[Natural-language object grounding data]
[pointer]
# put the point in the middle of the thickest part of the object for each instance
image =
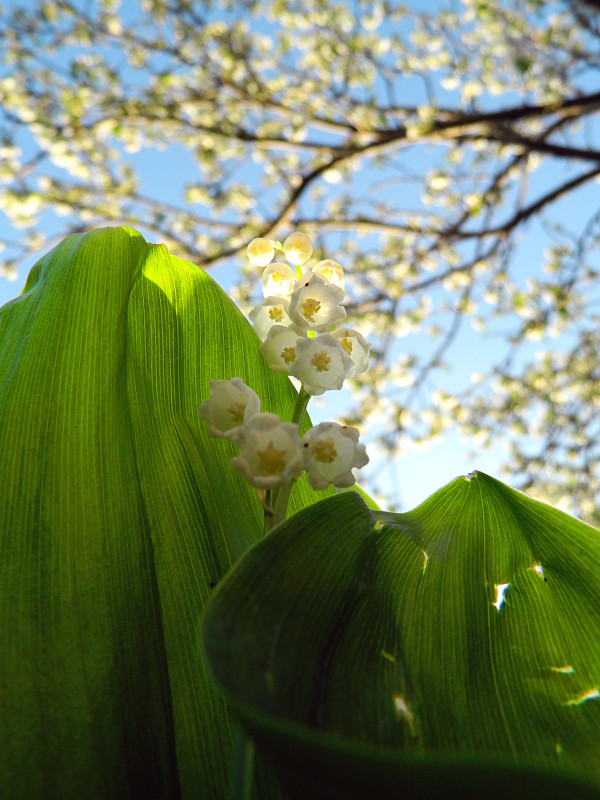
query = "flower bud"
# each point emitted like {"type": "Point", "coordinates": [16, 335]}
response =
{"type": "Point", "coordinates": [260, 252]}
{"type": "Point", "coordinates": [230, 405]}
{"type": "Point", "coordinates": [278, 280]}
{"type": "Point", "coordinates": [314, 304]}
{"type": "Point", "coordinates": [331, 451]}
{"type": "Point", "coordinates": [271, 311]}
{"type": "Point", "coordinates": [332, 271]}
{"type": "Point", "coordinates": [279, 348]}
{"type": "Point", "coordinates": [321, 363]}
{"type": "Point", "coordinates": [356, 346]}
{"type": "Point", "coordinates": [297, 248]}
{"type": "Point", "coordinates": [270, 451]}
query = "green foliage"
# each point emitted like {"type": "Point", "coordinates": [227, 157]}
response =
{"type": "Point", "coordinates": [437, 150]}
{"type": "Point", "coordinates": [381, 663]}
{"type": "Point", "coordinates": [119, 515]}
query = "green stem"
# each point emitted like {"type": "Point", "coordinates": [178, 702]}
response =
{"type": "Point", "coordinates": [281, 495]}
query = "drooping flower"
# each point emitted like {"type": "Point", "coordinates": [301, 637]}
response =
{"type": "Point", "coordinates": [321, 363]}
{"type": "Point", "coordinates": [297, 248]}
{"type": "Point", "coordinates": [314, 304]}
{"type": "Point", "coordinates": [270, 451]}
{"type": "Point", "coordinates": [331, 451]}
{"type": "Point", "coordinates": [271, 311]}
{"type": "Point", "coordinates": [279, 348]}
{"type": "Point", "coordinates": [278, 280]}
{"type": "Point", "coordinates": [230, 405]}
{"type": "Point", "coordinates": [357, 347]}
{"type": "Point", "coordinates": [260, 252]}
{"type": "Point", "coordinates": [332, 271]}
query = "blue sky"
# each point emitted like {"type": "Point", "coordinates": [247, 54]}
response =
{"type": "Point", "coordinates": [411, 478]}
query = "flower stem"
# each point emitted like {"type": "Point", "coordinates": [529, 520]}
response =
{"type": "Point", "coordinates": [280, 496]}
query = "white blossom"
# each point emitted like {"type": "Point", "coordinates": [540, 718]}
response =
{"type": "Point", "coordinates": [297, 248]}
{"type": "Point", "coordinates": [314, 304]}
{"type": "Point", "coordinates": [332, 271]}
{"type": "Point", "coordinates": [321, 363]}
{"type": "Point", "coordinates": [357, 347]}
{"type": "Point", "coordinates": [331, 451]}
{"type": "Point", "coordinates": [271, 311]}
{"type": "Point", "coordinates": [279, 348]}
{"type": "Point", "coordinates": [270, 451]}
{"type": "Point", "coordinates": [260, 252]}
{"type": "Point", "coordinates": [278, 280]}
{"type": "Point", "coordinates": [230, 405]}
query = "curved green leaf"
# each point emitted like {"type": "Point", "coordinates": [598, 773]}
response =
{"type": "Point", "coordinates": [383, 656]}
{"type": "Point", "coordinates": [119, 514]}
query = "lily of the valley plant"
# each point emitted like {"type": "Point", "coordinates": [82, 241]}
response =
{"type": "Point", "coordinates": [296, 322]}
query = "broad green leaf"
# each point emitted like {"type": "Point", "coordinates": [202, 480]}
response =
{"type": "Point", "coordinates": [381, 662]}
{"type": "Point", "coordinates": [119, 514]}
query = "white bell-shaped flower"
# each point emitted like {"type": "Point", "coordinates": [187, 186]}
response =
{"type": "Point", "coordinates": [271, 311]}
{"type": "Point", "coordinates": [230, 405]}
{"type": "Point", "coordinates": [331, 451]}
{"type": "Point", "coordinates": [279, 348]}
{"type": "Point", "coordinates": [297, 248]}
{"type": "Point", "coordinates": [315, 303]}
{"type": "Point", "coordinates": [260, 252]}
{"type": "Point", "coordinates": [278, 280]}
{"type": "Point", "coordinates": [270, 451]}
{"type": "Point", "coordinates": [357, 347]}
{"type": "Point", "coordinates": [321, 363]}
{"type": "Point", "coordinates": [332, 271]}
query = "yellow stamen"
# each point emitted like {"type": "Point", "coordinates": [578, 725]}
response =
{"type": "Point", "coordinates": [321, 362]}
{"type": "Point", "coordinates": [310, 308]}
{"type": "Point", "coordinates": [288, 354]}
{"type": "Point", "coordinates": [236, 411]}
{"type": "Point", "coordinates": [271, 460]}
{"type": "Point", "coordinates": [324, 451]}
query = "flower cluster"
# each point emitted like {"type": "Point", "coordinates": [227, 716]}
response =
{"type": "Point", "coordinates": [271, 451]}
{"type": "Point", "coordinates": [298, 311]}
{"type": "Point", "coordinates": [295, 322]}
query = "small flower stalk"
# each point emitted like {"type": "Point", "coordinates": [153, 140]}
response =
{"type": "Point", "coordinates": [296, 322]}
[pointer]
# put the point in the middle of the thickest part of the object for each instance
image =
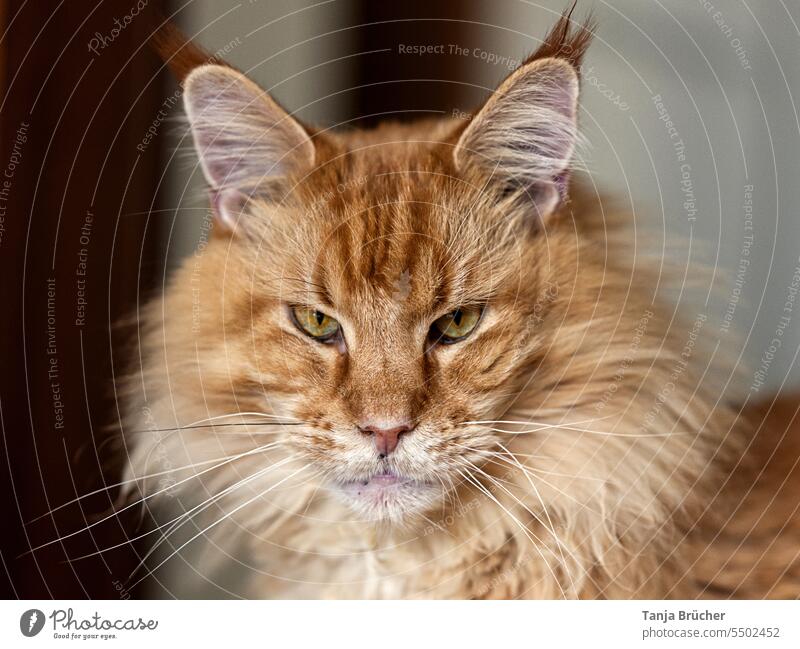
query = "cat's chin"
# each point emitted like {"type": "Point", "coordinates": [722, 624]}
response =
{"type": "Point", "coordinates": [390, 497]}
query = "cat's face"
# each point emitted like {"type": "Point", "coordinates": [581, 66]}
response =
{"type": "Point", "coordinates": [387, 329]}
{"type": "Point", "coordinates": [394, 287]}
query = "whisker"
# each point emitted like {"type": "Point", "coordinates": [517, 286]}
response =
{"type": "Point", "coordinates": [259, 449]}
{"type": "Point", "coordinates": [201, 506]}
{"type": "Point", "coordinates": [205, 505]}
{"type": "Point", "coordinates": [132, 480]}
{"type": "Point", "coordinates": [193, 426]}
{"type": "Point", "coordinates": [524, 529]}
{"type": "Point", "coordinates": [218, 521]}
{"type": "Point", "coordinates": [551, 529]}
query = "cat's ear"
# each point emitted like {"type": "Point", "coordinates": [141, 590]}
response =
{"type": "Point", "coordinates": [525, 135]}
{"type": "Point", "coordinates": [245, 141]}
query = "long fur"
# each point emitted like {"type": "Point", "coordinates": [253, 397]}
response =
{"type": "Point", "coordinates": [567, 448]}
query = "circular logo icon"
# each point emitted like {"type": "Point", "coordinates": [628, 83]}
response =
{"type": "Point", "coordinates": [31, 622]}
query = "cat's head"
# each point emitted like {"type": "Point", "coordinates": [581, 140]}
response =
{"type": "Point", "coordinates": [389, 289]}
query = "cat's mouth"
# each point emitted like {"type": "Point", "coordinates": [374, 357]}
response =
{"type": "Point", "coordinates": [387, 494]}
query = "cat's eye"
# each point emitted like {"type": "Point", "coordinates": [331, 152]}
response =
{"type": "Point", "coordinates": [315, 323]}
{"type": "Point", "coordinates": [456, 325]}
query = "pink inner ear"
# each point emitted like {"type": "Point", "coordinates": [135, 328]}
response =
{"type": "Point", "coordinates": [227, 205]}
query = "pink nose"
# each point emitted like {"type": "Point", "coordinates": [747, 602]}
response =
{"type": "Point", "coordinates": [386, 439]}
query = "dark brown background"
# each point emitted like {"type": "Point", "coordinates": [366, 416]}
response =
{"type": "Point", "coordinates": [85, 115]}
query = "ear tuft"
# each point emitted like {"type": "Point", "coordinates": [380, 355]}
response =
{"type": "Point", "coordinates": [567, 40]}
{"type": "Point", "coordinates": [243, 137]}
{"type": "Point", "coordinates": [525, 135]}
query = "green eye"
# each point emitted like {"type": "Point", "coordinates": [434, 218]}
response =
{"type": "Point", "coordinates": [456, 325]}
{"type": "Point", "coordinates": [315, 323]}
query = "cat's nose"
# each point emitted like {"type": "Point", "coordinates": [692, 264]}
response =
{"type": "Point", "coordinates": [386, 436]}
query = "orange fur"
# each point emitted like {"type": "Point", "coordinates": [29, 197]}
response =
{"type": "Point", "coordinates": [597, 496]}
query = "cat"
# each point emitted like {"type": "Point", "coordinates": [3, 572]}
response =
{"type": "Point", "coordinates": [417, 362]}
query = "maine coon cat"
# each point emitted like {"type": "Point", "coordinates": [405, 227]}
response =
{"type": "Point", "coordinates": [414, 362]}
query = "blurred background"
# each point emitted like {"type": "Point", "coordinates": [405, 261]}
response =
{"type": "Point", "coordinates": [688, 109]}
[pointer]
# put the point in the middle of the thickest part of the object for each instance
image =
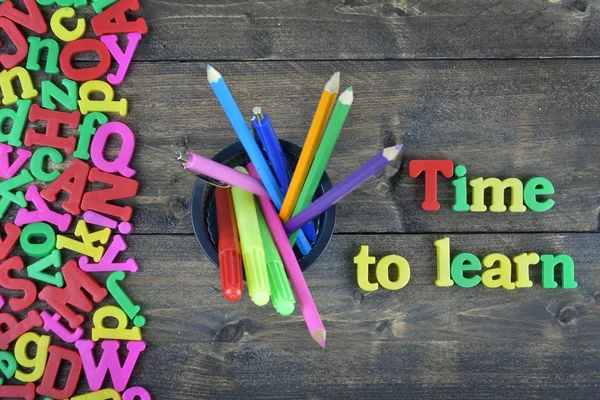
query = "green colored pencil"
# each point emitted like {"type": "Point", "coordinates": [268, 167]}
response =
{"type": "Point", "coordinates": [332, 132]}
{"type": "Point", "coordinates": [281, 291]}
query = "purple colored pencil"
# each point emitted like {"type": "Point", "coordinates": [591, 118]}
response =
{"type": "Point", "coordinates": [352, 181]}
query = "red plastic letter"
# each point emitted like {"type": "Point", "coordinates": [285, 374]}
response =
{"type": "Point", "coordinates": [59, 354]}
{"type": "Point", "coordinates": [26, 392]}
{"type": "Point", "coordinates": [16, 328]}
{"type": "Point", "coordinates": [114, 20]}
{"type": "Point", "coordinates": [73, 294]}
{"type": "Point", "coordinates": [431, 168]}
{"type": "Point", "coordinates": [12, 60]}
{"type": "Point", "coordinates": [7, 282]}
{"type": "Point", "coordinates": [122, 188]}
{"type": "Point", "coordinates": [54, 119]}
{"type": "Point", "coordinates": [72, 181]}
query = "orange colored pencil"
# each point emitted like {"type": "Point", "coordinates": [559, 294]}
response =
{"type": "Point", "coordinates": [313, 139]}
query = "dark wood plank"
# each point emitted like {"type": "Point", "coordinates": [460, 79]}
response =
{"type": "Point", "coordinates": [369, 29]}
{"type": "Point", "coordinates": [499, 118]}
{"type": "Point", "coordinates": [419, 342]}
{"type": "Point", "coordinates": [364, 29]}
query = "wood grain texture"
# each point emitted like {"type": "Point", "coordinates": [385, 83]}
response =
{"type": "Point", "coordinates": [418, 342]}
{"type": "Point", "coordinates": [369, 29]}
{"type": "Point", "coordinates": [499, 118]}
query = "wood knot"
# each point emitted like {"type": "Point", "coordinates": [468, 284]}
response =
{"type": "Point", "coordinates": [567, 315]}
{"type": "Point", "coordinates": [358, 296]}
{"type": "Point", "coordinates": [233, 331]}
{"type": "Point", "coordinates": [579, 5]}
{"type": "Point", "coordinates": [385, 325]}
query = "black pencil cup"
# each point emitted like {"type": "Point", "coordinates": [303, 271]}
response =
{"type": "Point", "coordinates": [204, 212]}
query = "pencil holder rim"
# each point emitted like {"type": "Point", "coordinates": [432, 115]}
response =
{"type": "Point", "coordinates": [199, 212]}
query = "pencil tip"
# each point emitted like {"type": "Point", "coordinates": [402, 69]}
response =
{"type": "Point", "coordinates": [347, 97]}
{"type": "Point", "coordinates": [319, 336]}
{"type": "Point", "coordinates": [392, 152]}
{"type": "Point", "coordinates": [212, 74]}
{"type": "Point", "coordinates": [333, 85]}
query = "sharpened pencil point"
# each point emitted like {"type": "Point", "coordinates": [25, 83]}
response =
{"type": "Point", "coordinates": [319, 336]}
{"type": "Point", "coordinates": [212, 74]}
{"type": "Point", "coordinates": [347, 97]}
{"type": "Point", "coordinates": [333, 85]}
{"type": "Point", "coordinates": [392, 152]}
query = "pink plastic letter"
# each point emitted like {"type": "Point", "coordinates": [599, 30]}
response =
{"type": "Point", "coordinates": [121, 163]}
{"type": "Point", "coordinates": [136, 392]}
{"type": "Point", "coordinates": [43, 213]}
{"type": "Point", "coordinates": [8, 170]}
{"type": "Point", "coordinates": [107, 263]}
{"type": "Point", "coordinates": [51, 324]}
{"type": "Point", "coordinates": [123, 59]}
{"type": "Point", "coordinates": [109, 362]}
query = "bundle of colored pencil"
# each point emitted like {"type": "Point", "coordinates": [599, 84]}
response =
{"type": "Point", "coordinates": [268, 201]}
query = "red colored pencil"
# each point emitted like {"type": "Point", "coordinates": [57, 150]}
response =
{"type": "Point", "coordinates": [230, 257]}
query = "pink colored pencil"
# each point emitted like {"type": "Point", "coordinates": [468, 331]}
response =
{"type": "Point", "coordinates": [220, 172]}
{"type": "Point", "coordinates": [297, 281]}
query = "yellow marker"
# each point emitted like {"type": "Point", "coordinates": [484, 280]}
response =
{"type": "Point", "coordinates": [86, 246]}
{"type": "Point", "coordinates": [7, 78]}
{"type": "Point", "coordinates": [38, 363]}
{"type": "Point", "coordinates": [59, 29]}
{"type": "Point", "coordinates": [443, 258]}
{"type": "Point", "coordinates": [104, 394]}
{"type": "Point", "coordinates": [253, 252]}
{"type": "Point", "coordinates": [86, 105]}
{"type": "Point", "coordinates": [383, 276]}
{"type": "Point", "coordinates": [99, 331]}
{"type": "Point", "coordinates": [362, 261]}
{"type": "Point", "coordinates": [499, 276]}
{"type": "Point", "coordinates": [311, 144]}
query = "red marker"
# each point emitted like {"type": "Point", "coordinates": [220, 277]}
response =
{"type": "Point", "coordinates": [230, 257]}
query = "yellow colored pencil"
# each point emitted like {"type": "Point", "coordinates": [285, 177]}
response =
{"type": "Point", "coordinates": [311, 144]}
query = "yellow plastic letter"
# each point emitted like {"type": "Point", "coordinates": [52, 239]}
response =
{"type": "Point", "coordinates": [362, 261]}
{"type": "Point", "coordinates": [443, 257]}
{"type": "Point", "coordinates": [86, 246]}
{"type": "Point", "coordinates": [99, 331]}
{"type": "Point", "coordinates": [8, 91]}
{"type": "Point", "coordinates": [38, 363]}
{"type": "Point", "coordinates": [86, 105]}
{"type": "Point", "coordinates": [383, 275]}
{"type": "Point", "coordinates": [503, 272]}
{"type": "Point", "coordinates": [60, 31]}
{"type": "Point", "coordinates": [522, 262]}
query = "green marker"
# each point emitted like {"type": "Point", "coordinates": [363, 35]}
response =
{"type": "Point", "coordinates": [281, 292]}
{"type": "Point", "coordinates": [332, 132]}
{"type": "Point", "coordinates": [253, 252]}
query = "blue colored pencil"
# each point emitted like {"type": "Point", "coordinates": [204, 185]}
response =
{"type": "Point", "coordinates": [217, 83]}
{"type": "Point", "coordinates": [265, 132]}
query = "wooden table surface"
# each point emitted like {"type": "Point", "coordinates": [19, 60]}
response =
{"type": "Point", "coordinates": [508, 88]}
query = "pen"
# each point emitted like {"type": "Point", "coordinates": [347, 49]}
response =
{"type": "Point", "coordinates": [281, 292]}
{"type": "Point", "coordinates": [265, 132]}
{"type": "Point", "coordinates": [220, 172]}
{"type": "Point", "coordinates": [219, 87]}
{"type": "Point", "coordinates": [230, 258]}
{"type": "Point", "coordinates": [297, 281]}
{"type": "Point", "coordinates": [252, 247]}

Goal of the exercise: When you find a line in the records that contains the word "blue", copy it.

Result of the exercise:
query = "blue sky"
query = "blue colored pencil"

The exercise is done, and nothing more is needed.